■ AIM OF THE TASK ■
Repeat the entries exactly as they stand.

++++ SOURCE DATA ++++

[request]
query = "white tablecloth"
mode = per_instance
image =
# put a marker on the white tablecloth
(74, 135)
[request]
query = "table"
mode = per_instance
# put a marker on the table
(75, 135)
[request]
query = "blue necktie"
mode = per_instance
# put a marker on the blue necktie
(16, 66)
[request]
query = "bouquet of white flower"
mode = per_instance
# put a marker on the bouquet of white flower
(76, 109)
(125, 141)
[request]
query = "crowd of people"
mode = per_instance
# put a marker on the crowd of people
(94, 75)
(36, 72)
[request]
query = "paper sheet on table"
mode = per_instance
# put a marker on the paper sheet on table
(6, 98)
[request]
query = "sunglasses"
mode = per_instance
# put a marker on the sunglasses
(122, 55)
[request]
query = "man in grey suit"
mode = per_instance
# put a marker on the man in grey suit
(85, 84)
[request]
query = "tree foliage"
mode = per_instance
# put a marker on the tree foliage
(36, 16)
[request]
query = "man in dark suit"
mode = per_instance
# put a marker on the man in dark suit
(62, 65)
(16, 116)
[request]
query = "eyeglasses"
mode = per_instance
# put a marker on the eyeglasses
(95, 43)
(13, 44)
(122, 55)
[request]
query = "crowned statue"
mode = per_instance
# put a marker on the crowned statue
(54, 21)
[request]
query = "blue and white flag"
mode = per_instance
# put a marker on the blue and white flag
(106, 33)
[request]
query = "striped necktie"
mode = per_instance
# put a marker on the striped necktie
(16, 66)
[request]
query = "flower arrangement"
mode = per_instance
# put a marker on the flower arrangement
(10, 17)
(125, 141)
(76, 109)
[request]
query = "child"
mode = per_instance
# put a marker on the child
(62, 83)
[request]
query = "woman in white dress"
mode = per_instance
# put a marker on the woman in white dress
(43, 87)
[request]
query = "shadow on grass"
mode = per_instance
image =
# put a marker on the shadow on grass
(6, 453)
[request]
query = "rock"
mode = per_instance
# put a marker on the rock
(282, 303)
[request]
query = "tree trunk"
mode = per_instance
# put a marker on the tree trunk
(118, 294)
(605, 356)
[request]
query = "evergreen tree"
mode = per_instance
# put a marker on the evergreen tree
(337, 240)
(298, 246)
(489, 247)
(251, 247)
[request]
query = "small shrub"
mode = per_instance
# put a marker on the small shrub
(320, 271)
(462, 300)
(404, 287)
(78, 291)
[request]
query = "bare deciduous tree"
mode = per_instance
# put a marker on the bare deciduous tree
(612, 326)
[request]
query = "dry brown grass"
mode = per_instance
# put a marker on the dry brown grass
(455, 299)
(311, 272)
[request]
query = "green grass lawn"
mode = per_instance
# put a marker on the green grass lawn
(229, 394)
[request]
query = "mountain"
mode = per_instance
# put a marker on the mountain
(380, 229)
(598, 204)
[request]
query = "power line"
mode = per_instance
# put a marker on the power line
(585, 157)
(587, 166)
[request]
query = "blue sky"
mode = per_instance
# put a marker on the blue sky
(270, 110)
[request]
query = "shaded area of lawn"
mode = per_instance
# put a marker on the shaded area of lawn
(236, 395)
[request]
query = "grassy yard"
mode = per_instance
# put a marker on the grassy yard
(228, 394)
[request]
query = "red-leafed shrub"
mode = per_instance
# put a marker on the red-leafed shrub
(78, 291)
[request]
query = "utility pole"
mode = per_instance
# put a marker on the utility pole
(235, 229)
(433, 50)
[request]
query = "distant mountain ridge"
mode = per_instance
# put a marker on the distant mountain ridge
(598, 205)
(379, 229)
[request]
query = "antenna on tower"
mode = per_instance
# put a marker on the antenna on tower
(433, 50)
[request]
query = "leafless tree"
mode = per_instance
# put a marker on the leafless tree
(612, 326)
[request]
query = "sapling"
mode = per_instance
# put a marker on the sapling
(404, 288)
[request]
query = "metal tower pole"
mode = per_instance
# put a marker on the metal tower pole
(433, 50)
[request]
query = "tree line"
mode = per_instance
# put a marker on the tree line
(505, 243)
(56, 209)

++++

■ ANSWER TO THIS EXERCISE ■
[request]
query = "white tablecloth"
mode = per_instance
image =
# put a marker on the white tablecloth
(74, 135)
[request]
query = "table"
mode = per_instance
# put a marker on the table
(75, 135)
[request]
query = "blue necktie"
mode = per_instance
# put a marker on the blue necktie
(16, 66)
[request]
query = "bouquet of white flower"
mode = per_instance
# put a marker on the bouquet of white flower
(76, 109)
(125, 141)
[request]
query = "crowd of people"
mode = per_instance
# put a marker on the crowd of people
(94, 75)
(36, 72)
[request]
query = "paper sheet on table"
mode = per_instance
# put a marker on the paper sheet on table
(6, 98)
[request]
query = "sunglasses"
mode = per_instance
# put a marker on the sunglasses
(122, 55)
[request]
query = "man in grey suit"
mode = per_instance
# put a marker on the man in grey suit
(85, 84)
[request]
query = "tree foliage"
mode = per_instance
# put a marker on the tree foliage
(36, 16)
[request]
query = "man in dark suit"
mode = per_instance
# put a marker on the man in dark suit
(62, 65)
(16, 116)
[request]
query = "eyeglasses"
mode = per_instance
# put a marker on the eyeglasses
(95, 43)
(13, 44)
(122, 55)
[request]
query = "crowned statue"
mode = per_instance
# put a marker on the crowned statue
(54, 21)
[request]
query = "blue and white flag"
mode = per_instance
# put a marker on the blue and white flag
(106, 33)
[request]
query = "striped necktie"
mode = per_instance
# put a marker on the striped necktie
(16, 66)
[request]
query = "flower arrangement"
mode = per_instance
# put a marker on the flower arrangement
(10, 17)
(125, 141)
(76, 109)
[request]
query = "child"
mode = per_instance
# put a marker on the child
(62, 83)
[request]
query = "woman in white dress"
mode = per_instance
# put a marker on the woman in white dress
(43, 87)
[request]
query = "shadow on grass"
mode = per_instance
image =
# put a marker on the shadow on grass
(6, 453)
[request]
query = "rock"
mode = per_instance
# put a marker on the rock
(282, 303)
[request]
query = "tree trunk"
mode = per_instance
# put a marker on the tree trunk
(118, 294)
(605, 356)
[request]
query = "evergreen tree"
mode = per_instance
# put a marker on the evergreen tree
(337, 240)
(298, 246)
(489, 247)
(251, 247)
[request]
query = "small shrub"
mode = per_instance
# put a marker on the small shrub
(320, 271)
(462, 300)
(404, 287)
(78, 291)
[request]
query = "bare deciduous tree"
mode = per_instance
# put a marker on the bare deciduous tree
(612, 326)
[request]
query = "dry brown grass"
mode = per_instance
# put a marker on the dry brown grass
(455, 299)
(311, 272)
[request]
query = "green grass lawn"
mode = per_instance
# put a marker on the green grass lawn
(229, 394)
[request]
query = "mountain"
mode = per_instance
# put a marker on the mountain
(380, 229)
(598, 204)
[request]
query = "power line"
mode = per_instance
# put a marker on the power line
(585, 157)
(587, 166)
[request]
query = "blue sky"
mode = per_instance
# put a marker on the blue sky
(270, 110)
[request]
query = "shaded area of lawn"
mode = per_instance
# put a marker on the shaded area of lawn
(236, 395)
[request]
query = "grassy yard"
mode = per_instance
# put a marker on the grassy yard
(228, 394)
[request]
query = "red-leafed shrub"
mode = per_instance
# put a marker on the red-leafed shrub
(78, 291)
[request]
query = "utility pole"
mode = per_instance
# put a marker on the utility pole
(235, 229)
(433, 50)
[request]
query = "distant mountain ridge"
mode = per_instance
# put a marker on the distant mountain ridge
(598, 205)
(379, 229)
[request]
query = "antenna on tower"
mode = per_instance
# put a marker on the antenna on tower
(433, 50)
[request]
query = "leafless tree"
mode = per_instance
# put a marker on the leafless tree
(612, 326)
[request]
query = "sapling"
mode = per_instance
# put a marker on the sapling
(404, 288)
[request]
query = "metal tower pole"
mode = per_instance
# put a marker on the metal tower pole
(433, 50)
[request]
query = "tree line"
mode = per_instance
# put a marker on the tree line
(505, 243)
(56, 209)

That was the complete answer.